__What needs to be done__. Please state how many of the lines below contain the word "woman", and give only the number.
....
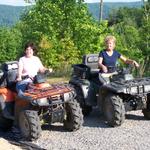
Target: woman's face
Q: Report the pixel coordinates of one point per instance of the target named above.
(110, 45)
(29, 52)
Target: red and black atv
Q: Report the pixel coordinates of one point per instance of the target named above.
(41, 102)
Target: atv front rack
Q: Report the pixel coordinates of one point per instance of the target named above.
(51, 91)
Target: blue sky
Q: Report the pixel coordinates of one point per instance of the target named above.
(22, 3)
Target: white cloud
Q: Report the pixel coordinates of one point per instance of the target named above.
(92, 1)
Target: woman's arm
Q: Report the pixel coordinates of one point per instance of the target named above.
(20, 69)
(129, 61)
(101, 66)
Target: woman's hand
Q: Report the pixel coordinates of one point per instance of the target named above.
(19, 79)
(104, 69)
(50, 70)
(135, 64)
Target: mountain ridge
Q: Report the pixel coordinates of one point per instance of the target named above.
(10, 15)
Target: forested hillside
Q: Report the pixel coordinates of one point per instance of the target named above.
(108, 7)
(65, 30)
(9, 15)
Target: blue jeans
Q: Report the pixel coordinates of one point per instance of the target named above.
(22, 85)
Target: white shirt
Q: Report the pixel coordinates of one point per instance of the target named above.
(31, 65)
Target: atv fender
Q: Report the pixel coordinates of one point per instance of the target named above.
(84, 86)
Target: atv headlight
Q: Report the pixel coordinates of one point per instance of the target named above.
(146, 88)
(134, 90)
(69, 95)
(41, 102)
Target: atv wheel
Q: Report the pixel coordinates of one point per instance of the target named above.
(29, 124)
(5, 123)
(86, 109)
(114, 110)
(74, 118)
(146, 112)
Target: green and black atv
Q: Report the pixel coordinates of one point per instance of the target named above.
(114, 93)
(41, 103)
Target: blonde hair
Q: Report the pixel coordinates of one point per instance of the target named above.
(110, 37)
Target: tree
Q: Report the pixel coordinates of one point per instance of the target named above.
(67, 29)
(10, 44)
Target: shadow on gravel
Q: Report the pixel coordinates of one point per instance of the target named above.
(14, 137)
(58, 127)
(134, 117)
(95, 119)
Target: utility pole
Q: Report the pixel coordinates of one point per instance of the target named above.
(100, 11)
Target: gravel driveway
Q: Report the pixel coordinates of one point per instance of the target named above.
(134, 134)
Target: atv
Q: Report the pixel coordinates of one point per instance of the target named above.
(41, 102)
(113, 93)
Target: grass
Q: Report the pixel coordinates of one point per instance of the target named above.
(53, 80)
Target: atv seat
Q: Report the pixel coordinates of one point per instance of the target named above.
(10, 70)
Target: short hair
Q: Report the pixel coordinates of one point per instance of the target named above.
(30, 44)
(110, 37)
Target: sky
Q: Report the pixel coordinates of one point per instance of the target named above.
(22, 3)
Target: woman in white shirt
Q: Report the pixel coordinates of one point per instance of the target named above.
(29, 65)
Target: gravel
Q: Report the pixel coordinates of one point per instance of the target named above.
(94, 135)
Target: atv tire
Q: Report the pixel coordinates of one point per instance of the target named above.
(86, 109)
(5, 124)
(146, 112)
(73, 118)
(114, 110)
(29, 124)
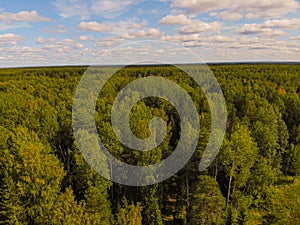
....
__Exercise response__. 4